Passage:
▬▬▬▬▬▬

“We have breaking news, a category two hurricane will make landfall Wednesday morning in the Florida Panhandle. Southwest Georgia will also be targeted by the hurricane. Residents should expect heavy rain and winds, which can cause mass destruction.” This is what Dawn Ponder heard when she turned on the news channel.

    She sat with her patient as she took in the news, wondering how she was going to prepare for a storm that was rapidly approaching. “What are you supposed to prepare when a hurricane is coming? When a category two turns into a category four overnight,” Ponder said.

    Not only does Ponder work as a private sitting certified nursing assistant, but she also owns and operates Ponder Farms in Whigham, Georgia with the help of her partner, Jarred Andrews. Whigham is about fifteen miles from Bainbridge, which received massive amounts of destruction from Hurricane Michael. Their farm produces many crops; including pecans, peanuts, and cotton. The farm has been affected before by past storms, but nothing like the destruction of Hurricane Michael.

    Ponder admits that they were skeptical about the hurricane. Neither one of them expected the storm to cause much damage.

    “Every year, we get about four or five hurricanes and we just get rain or a tornado off of them. Tropical storm Faye and your basic thunderstorms that come through every year have affected the farm, but to no major effect like this,” Ponder said.

▬▬▬▬▬▬

Task requirements:
A – Print the stretch of the hurricane story from "She sat with" through "cause much damage.".
B – Write what comes next in the hurricane story, starting right after its last sentence.

Natural-language object grounding data:
▬▬▬▬▬▬

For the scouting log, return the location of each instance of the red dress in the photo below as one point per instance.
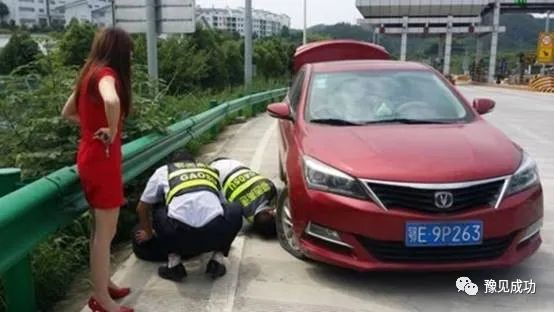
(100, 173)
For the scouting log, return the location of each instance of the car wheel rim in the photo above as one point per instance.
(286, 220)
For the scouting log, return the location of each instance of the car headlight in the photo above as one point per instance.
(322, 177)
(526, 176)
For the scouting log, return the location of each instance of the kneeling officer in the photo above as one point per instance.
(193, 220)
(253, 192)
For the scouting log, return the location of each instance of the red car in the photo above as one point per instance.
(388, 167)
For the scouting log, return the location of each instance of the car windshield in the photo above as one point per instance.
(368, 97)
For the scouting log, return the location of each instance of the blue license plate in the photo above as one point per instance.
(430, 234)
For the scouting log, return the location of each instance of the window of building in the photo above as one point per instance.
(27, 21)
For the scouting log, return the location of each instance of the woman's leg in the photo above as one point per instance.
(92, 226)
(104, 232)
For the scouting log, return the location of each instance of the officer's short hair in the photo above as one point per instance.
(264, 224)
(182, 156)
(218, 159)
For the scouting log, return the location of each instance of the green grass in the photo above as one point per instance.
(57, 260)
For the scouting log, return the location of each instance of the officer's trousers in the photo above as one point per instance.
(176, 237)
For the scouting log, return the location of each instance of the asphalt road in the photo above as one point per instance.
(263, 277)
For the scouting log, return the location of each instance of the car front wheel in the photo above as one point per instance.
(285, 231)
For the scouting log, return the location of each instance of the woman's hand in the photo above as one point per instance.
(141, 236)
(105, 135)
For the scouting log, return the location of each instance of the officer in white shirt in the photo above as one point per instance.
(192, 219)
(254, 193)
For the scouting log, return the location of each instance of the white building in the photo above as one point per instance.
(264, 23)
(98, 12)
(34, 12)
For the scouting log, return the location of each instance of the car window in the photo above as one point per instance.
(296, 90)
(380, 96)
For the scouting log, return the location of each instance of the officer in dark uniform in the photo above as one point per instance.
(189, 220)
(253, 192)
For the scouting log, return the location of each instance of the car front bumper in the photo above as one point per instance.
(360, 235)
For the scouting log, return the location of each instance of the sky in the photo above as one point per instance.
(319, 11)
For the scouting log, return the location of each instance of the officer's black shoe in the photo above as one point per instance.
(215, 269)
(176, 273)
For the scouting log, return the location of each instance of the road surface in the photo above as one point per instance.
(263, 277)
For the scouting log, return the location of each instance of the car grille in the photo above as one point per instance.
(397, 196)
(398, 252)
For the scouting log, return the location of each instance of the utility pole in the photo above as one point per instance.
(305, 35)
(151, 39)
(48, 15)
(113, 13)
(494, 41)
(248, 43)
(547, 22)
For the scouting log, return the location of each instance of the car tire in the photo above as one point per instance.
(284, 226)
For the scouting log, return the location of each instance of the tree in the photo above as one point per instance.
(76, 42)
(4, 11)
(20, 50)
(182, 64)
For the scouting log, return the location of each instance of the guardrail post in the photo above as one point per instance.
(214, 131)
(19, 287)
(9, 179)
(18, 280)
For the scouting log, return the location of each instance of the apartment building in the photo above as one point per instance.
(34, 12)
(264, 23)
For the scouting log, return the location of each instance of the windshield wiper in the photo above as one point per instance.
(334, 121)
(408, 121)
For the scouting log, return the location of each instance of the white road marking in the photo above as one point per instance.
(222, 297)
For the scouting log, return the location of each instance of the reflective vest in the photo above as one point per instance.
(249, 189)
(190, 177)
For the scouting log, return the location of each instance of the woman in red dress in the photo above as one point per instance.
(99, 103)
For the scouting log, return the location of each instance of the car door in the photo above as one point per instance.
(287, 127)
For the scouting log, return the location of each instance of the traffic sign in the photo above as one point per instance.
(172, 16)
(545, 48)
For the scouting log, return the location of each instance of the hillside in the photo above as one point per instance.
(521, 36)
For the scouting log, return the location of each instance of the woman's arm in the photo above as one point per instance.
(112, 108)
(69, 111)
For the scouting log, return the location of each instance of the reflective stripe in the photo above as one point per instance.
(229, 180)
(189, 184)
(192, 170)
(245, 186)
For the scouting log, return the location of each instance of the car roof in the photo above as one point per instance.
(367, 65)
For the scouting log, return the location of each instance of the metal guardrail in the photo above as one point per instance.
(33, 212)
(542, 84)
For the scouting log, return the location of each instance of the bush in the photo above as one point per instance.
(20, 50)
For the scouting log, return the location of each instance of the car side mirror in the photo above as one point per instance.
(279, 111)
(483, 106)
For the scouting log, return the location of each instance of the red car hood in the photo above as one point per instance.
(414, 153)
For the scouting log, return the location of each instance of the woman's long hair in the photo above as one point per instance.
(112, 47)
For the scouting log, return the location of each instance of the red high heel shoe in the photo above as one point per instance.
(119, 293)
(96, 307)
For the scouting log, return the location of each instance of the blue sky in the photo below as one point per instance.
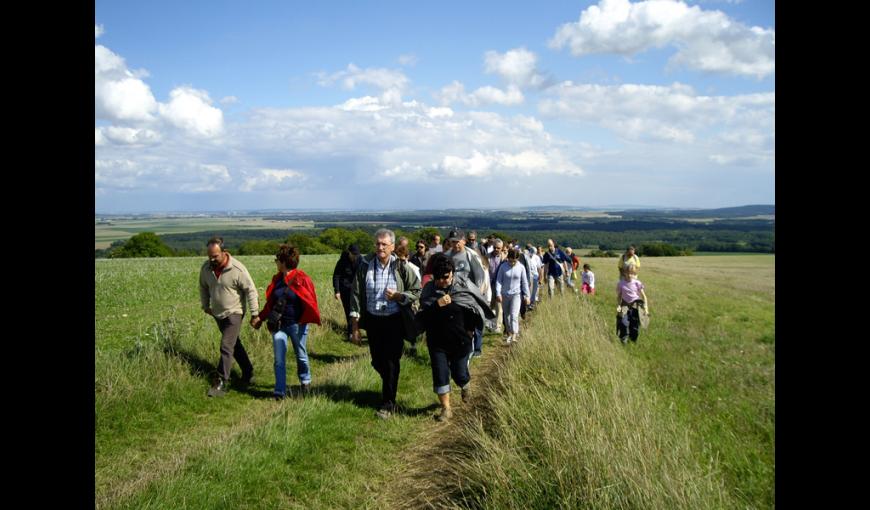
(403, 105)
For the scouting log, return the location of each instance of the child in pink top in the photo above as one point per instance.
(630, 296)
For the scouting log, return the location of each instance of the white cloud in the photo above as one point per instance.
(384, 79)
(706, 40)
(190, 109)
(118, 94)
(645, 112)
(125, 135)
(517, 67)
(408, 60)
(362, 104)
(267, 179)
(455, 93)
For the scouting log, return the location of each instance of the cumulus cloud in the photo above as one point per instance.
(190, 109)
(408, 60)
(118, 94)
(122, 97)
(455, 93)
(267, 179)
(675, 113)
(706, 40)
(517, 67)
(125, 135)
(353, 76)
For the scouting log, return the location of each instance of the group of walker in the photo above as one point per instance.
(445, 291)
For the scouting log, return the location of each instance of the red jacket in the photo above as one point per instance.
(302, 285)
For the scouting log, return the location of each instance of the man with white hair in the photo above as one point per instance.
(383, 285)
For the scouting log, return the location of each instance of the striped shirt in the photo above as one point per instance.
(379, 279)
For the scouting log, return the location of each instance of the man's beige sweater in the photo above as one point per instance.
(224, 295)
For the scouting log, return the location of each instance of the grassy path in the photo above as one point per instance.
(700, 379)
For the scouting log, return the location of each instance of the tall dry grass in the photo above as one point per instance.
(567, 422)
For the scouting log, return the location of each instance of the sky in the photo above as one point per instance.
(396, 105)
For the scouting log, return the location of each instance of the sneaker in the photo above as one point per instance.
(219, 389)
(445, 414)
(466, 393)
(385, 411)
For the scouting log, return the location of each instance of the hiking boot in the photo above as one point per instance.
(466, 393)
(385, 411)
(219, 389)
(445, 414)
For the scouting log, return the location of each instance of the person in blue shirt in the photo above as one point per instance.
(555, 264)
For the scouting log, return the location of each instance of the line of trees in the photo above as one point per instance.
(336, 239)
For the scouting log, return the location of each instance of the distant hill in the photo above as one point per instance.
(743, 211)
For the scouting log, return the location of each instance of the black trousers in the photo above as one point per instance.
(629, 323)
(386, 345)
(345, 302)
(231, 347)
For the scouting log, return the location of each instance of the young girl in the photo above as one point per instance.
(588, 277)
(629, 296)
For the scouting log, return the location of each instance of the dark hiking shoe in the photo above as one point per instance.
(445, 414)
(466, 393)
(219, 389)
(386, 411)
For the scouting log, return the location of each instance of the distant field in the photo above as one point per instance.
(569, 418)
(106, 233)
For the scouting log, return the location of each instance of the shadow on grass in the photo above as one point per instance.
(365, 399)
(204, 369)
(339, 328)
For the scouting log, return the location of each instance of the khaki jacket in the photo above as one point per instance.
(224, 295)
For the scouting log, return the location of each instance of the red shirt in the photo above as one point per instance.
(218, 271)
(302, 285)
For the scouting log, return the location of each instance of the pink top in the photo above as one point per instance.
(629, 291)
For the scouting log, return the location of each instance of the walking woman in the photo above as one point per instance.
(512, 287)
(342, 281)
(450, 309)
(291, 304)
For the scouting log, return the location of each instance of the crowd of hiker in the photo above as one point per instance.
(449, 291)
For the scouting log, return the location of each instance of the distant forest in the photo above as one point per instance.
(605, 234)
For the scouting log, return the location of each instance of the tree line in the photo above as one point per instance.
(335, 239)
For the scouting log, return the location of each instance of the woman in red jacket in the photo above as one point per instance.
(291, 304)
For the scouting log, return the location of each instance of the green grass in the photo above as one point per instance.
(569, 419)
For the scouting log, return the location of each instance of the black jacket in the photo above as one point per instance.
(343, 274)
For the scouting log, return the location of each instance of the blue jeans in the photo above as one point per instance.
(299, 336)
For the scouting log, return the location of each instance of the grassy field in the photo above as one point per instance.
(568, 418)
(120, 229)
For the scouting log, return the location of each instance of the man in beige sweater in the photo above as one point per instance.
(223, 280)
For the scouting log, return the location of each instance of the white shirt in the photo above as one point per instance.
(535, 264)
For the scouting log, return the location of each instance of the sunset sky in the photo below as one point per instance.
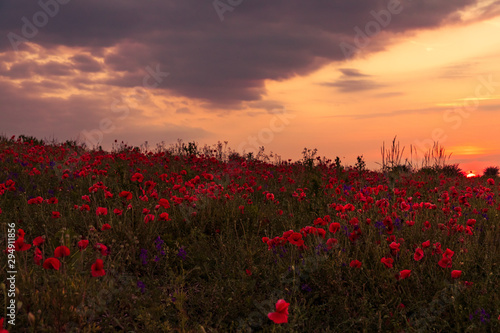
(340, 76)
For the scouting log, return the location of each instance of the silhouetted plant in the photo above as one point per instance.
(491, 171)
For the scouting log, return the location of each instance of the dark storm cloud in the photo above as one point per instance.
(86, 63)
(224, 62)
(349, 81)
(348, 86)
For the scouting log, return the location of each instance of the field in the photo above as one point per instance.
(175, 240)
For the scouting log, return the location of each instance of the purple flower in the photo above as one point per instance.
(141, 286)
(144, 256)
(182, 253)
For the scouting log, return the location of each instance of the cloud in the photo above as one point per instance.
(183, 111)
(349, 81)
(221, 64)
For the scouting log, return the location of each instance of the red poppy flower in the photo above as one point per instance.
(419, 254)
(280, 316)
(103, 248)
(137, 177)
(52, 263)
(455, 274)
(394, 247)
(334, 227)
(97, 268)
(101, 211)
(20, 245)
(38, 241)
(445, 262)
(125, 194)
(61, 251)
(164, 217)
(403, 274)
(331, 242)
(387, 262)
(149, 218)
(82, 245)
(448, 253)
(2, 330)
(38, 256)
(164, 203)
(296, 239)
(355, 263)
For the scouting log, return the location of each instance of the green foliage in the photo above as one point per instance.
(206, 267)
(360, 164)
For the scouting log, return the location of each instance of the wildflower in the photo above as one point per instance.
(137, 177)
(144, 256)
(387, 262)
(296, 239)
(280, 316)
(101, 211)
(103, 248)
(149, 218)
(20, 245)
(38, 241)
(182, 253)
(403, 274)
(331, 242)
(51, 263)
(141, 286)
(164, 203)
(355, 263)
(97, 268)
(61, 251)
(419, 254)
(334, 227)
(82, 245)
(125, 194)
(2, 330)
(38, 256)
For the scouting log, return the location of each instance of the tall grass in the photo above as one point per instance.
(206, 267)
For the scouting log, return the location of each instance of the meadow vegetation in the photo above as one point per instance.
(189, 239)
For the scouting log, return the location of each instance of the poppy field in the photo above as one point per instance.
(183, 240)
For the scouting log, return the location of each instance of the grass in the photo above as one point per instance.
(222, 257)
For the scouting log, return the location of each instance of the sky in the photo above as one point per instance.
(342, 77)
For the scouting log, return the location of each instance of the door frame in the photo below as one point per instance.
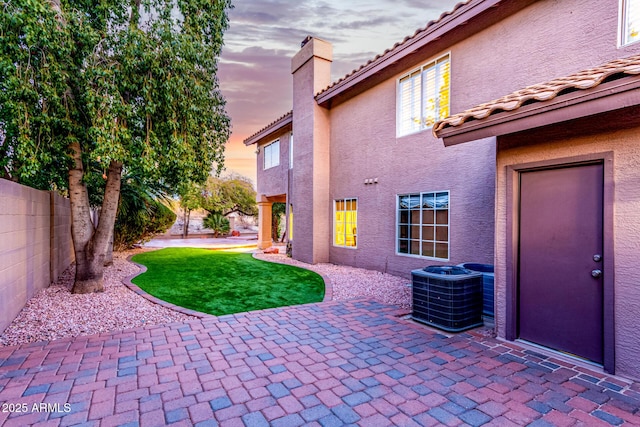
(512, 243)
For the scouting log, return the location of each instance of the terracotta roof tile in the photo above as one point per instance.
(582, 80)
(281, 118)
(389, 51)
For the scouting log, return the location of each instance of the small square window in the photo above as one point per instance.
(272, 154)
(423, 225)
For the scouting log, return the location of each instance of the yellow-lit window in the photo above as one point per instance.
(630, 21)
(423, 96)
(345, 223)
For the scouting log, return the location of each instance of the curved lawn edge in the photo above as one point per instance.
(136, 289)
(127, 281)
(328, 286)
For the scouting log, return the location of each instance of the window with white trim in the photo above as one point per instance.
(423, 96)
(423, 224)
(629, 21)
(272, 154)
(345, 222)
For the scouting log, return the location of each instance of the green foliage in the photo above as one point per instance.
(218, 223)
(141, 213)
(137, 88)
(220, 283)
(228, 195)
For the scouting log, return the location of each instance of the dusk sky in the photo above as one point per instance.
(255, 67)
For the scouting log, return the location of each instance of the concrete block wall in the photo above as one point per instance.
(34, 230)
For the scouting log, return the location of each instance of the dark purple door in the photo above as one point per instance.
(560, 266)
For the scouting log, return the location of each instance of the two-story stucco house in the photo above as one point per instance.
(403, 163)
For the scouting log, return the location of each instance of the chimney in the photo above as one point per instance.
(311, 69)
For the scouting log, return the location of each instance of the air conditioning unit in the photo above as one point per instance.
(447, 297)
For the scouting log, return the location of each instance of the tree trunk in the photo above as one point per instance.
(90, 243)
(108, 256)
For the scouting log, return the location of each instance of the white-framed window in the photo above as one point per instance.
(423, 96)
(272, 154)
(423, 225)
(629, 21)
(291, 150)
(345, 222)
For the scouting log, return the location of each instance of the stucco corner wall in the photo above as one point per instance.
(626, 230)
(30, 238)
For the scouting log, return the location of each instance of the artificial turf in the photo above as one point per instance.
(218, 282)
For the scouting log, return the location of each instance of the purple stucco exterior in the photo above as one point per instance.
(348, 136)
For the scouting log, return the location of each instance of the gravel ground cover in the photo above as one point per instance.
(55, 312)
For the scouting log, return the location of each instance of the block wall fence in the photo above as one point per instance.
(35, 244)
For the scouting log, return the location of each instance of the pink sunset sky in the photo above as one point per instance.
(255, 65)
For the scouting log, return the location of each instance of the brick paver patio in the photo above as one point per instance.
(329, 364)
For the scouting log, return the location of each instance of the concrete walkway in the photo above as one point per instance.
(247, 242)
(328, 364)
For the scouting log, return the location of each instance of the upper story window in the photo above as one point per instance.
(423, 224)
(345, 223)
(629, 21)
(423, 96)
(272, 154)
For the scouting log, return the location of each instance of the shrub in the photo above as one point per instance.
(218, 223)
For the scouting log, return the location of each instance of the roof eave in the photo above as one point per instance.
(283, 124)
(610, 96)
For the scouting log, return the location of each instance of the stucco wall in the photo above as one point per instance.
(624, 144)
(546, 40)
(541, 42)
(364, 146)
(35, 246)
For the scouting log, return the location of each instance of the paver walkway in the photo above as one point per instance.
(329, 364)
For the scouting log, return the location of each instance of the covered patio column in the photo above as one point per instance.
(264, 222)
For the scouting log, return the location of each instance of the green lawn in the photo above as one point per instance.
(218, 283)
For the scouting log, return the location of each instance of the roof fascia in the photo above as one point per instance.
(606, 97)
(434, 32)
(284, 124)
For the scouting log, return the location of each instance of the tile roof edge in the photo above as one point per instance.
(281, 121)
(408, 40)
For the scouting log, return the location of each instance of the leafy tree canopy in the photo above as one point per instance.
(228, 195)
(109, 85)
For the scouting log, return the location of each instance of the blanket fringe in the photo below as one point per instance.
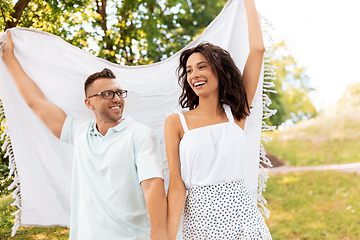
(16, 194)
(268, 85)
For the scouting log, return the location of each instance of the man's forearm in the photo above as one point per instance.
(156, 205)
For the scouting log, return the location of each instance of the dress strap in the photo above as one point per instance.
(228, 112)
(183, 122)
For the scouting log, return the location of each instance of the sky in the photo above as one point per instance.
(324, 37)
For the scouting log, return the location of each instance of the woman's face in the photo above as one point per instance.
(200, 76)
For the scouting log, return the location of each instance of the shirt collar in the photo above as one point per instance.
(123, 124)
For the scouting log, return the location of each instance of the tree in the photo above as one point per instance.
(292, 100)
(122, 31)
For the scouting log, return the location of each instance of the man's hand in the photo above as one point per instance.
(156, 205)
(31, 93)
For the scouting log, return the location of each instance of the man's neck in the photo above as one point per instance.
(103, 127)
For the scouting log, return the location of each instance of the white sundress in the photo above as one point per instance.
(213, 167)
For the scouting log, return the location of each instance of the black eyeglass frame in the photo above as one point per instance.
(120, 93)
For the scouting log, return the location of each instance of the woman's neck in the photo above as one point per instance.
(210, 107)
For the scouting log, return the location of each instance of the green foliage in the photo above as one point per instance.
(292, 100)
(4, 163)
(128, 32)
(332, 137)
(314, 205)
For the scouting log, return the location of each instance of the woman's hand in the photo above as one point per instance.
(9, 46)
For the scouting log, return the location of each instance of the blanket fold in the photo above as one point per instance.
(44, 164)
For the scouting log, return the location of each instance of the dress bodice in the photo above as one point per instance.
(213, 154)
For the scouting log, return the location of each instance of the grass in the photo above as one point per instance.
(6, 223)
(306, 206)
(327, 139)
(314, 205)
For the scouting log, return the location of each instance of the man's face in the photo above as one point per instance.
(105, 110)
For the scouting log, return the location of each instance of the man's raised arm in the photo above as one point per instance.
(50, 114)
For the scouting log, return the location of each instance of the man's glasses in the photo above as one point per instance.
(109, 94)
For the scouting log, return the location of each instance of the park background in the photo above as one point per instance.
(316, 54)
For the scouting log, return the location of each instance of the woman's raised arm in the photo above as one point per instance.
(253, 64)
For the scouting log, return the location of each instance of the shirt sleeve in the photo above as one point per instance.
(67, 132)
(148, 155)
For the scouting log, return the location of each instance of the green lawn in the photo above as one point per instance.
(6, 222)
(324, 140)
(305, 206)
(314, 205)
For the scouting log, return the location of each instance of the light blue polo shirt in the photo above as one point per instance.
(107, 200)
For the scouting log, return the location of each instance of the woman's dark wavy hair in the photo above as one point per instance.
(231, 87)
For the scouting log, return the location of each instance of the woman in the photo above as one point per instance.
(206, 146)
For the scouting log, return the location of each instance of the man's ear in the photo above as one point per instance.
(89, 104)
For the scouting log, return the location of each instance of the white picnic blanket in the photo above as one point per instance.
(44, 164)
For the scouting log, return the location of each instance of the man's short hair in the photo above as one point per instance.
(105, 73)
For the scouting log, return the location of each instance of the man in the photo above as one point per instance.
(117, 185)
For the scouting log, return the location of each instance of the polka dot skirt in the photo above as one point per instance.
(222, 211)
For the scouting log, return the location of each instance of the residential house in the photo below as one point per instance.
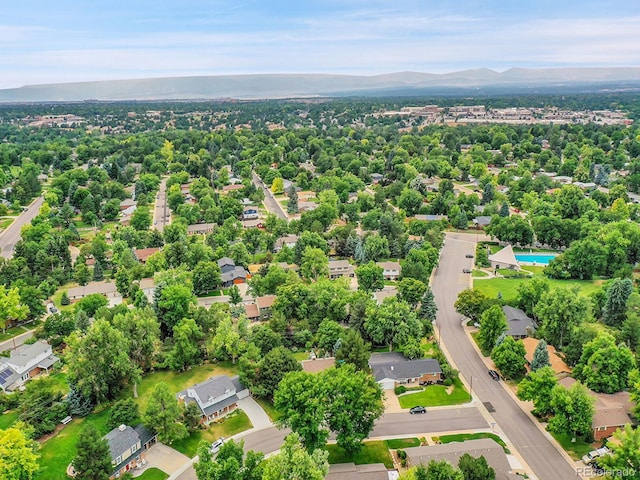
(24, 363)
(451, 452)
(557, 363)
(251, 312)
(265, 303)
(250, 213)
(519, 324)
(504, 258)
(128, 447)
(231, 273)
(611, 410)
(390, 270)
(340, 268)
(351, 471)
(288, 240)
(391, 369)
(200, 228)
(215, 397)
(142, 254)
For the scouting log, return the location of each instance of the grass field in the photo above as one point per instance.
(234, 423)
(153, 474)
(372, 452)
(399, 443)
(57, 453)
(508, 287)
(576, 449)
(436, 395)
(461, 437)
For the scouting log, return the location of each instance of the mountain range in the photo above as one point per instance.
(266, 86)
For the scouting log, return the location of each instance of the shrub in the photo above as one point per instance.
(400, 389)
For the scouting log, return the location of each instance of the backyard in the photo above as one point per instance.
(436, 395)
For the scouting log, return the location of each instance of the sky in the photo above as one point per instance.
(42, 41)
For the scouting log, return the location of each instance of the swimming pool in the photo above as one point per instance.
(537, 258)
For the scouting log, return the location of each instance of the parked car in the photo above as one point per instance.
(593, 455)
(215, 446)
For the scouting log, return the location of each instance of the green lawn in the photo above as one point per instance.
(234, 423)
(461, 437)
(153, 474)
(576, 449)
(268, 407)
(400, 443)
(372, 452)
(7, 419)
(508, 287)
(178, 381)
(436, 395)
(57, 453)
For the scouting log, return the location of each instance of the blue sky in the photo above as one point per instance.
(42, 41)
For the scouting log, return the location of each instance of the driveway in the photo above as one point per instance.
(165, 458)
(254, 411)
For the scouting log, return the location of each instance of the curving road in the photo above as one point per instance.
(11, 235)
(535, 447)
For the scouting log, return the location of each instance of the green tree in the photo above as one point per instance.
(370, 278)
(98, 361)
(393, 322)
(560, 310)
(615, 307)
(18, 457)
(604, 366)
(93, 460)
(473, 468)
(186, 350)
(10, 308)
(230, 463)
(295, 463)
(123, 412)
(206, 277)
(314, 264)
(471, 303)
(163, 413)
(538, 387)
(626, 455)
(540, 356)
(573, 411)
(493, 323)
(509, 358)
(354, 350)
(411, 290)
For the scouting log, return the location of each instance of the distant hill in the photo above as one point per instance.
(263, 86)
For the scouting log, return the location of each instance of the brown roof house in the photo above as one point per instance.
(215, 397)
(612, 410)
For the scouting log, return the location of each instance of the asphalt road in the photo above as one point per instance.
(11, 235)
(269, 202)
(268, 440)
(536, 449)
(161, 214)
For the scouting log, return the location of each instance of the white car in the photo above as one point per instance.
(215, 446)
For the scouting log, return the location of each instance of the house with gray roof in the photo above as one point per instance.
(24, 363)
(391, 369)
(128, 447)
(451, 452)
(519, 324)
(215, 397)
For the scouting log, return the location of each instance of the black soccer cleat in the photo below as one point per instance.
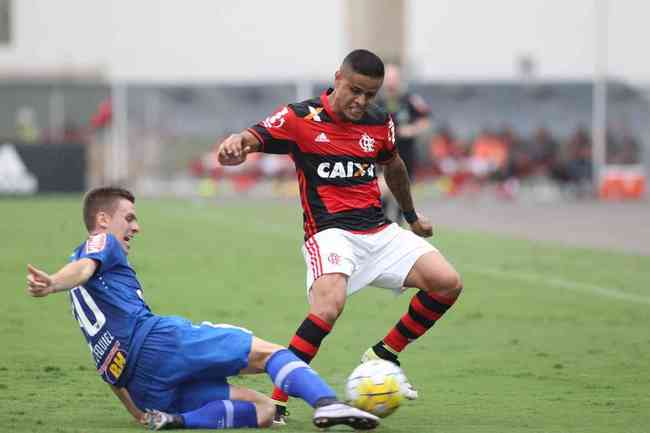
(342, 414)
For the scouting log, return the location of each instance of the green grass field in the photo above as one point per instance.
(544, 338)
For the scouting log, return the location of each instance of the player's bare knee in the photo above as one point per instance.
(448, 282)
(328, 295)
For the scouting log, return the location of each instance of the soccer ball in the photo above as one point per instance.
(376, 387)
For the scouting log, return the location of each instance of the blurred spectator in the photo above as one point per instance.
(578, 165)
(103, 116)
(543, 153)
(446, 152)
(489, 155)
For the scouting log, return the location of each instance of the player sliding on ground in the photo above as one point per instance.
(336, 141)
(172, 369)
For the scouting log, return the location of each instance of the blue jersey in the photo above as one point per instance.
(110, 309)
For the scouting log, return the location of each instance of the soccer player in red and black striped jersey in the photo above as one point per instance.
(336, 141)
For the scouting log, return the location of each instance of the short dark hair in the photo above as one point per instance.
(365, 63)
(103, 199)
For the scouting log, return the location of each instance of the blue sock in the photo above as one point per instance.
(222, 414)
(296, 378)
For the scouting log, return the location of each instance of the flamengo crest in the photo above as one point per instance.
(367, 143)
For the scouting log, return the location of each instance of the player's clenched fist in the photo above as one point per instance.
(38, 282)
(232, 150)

▬▬▬▬▬▬

List of answers:
A –
She sat with her patient as she took in the news, wondering how she was going to prepare for a storm that was rapidly approaching. “What are you supposed to prepare when a hurricane is coming? When a category two turns into a category four overnight,” Ponder said.

    Not only does Ponder work as a private sitting certified nursing assistant, but she also owns and operates Ponder Farms in Whigham, Georgia with the help of her partner, Jarred Andrews. Whigham is about fifteen miles from Bainbridge, which received massive amounts of destruction from Hurricane Michael. Their farm produces many crops; including pecans, peanuts, and cotton. The farm has been affected before by past storms, but nothing like the destruction of Hurricane Michael.

    Ponder admits that they were skeptical about the hurricane. Neither one of them expected the storm to cause much damage.

B –
    Ponder didn’t have enough time to prepare the farm for the storm that was coming. Rain fell for days before the storm reached Whigham. “We weren’t able to harvest our cotton because of the heavy rains. We weren’t able to do much more preparing, besides putting a wagon of peanuts that we harvested in the barn,” said Ponder.

    She admits that when preparing for the hurricane, the farm was put on hold. As a mother, she put her children’s needs before anything. “I went overboard at home to prepare my children for the storm, not the farm. I got ice and a generator for my freezer, that was it,” she said.

    Hurricane Michael reached Whigham, Georgia on Wednesday, Oct. 11. When the hurricane touched down on their farm, all hopes for harvesting the crops were gone. “This cotton crop was probably our best in 50 years. Some of my fields had 4 bale cotton per acre. 4 bale cotton is like gold to the poor people in Ethiopia. It only comes once or twice in a farmers lifetime,” said Ponder.

    During the storm, Ponder stayed at home; making sure that her children, her home and her goats were okay. While home, she watched as the hurricane ripped through the small town. “The wind was howling so loudly that you couldn’t hear the rain fall outside. I watched as the winds snapped and uprooted our pine trees out of the ground,” she said.

    Andrews decided to check up on the farm to make sure the hurricane didn’t destroy it. “My partner, Jarred Andrews, was at the back of his truck talking on the phone with his brother when he watched the roof tear off the barn.”

    When the storm was over, the damages to Ponder’s farm and crops were immense. The hurricane almost destroyed everything. “I lost all of the barns, the equipment shed and the roof of my farmhouse. We lost most of our cotton, we may have a bale and a half left,” she said.

A month later, Ponder is keeping her hopes up. She wishes that next year and upcoming years will be better for the farm.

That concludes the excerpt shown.